EXERCISE AIM: In the data below, one line contains "The response SHOULD mark one point per instance of the baseboard" and a later one contains "The response SHOULD mark one point per instance of the textured". Print both, with every line between them, exactly and alone.

(Records from a data collection)
= Beginning of Section =
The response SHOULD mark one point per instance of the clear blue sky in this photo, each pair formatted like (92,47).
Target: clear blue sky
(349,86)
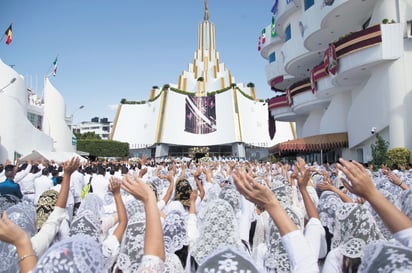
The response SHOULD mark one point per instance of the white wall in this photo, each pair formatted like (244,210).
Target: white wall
(16,132)
(54,119)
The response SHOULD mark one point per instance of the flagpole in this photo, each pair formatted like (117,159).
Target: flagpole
(50,70)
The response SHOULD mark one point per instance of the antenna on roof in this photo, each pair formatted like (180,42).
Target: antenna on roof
(206,15)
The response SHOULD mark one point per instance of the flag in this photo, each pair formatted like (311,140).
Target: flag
(55,67)
(9,34)
(274,9)
(272,27)
(263,36)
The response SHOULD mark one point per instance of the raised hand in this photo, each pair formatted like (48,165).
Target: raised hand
(360,182)
(136,187)
(71,165)
(115,184)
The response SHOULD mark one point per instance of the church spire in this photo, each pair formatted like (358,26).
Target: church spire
(206,32)
(206,15)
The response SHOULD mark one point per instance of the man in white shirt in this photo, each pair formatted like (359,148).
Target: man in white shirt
(42,184)
(100,183)
(76,185)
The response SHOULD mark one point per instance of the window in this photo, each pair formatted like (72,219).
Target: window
(287,33)
(309,3)
(272,57)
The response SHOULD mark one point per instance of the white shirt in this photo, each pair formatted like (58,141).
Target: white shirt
(100,185)
(76,184)
(45,236)
(41,184)
(27,183)
(301,257)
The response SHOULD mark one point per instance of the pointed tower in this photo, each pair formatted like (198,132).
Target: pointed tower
(205,113)
(206,72)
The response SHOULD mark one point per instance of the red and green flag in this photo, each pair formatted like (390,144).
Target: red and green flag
(9,34)
(263,35)
(55,67)
(272,27)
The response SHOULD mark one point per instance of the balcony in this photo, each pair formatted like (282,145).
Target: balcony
(304,100)
(360,51)
(284,11)
(325,23)
(280,108)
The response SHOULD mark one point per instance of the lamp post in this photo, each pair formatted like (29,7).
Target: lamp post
(72,115)
(7,85)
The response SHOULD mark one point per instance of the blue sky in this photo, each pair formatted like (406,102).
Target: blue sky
(109,50)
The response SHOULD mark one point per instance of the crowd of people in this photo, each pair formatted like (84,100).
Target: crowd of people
(211,215)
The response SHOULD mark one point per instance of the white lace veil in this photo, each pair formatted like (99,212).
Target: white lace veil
(355,228)
(231,195)
(173,264)
(86,222)
(76,254)
(93,203)
(228,259)
(276,259)
(219,229)
(23,215)
(174,231)
(132,246)
(389,256)
(329,202)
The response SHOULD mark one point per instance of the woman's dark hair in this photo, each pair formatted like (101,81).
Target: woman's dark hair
(350,265)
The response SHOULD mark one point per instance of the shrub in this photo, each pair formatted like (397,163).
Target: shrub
(397,157)
(379,150)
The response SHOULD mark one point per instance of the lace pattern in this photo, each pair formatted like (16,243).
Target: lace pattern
(231,195)
(219,229)
(276,258)
(230,260)
(386,257)
(74,254)
(87,223)
(23,215)
(132,246)
(6,201)
(150,264)
(174,231)
(93,203)
(405,200)
(173,264)
(328,204)
(45,206)
(355,228)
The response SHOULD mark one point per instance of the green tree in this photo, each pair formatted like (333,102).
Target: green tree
(88,135)
(397,156)
(379,150)
(104,148)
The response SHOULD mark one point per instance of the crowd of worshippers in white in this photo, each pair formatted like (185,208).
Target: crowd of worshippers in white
(207,216)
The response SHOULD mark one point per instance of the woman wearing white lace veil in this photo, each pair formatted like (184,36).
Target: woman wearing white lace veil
(149,234)
(219,228)
(132,246)
(389,256)
(173,264)
(228,259)
(75,254)
(175,231)
(23,215)
(355,228)
(276,258)
(329,202)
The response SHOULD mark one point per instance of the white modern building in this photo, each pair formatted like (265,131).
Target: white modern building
(342,69)
(32,127)
(206,113)
(99,126)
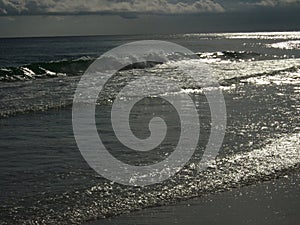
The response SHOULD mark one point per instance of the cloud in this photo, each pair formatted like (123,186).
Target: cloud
(274,3)
(69,7)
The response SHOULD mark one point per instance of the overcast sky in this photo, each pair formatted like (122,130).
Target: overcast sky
(90,17)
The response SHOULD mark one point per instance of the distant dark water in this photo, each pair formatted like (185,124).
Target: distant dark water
(44,179)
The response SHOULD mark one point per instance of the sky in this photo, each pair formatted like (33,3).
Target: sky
(22,18)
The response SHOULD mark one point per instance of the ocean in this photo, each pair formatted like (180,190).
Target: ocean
(45,180)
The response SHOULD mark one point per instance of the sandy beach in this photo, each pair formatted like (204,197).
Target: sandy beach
(274,202)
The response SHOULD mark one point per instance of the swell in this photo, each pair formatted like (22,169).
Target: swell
(44,94)
(56,69)
(278,158)
(77,67)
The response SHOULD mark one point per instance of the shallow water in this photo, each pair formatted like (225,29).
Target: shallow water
(45,179)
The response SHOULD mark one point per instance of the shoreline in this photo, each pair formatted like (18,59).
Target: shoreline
(274,202)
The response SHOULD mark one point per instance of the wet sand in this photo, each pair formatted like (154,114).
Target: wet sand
(275,202)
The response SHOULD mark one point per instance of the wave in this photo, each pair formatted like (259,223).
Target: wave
(44,94)
(77,67)
(290,45)
(277,159)
(230,56)
(46,69)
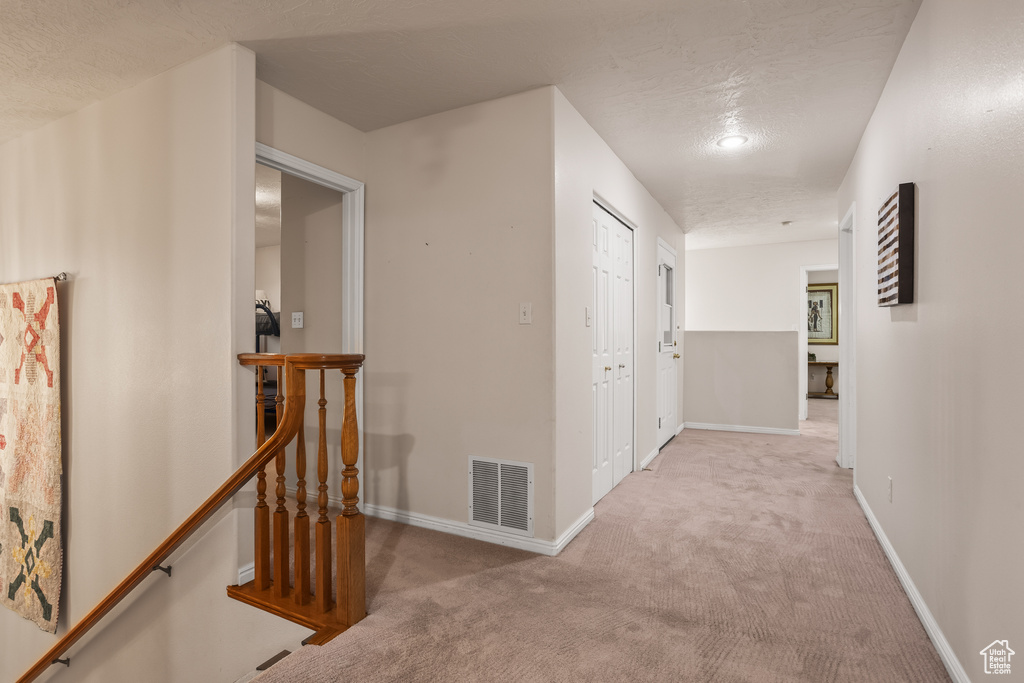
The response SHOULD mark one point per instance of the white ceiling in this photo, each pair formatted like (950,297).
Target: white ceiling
(660,80)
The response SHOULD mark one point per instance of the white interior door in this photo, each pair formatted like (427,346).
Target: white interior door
(668,353)
(612,336)
(603,473)
(623,368)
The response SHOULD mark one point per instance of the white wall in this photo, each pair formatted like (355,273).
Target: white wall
(935,410)
(145,201)
(741,380)
(585,166)
(459,231)
(755,288)
(290,125)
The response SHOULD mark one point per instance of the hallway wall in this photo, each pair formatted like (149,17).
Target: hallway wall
(142,199)
(753,288)
(459,231)
(936,411)
(585,165)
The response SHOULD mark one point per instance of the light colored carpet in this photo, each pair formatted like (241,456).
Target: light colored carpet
(740,557)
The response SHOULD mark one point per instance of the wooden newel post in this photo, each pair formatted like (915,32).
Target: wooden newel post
(351,524)
(261,520)
(324,589)
(282,569)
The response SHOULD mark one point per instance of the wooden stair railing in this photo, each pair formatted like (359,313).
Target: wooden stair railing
(335,598)
(350,604)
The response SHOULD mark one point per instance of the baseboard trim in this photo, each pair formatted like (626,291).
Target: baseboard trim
(740,428)
(650,456)
(247,572)
(953,667)
(550,548)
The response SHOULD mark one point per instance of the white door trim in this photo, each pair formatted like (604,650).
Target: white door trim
(802,346)
(666,432)
(352,227)
(848,341)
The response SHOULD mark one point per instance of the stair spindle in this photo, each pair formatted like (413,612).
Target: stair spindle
(281,549)
(301,523)
(261,513)
(351,524)
(324,589)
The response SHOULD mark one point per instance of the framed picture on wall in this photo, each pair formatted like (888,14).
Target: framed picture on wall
(822,313)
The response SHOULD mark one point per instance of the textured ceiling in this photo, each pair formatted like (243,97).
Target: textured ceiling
(660,80)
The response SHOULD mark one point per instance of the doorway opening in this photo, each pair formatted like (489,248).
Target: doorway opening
(329,212)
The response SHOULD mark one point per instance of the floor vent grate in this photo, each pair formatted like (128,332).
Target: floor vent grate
(501,495)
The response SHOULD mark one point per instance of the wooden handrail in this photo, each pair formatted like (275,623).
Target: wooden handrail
(290,424)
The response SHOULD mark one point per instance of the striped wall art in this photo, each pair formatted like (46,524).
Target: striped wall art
(896,247)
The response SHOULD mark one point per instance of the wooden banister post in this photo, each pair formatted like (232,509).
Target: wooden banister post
(351,524)
(261,514)
(281,543)
(301,522)
(324,588)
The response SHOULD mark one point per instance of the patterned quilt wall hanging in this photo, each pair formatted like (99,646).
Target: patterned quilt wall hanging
(31,557)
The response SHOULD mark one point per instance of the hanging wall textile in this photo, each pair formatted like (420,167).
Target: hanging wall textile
(31,558)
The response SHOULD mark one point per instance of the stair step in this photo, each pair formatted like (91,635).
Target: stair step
(327,626)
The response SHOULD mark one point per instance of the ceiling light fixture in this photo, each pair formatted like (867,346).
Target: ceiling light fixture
= End of Section =
OUTPUT BELOW:
The response SHOULD mark one point per instance of the baseboard trim in this photo, each pair formatted like (626,291).
Target: baseboard trim
(740,428)
(650,456)
(247,572)
(953,667)
(550,548)
The response SHOULD mark one point per instance of the white door trim in this photo, each pair formatted like (604,650).
Target: white door trim
(802,346)
(666,432)
(352,227)
(848,341)
The response SHOULD mark one point per instance of the stair spindle in this photo, each pair formatted like (413,612).
Target: stair spindle
(281,549)
(301,523)
(261,513)
(351,524)
(324,589)
The response SHOULD mark one point per instance of the framed picture on wall in this photo, each pair formatted like (888,14).
Target: framed picture on wall
(822,313)
The response SHOULD mark one point per instance of the textured ceiling in this photo, each pair formatted like (243,97).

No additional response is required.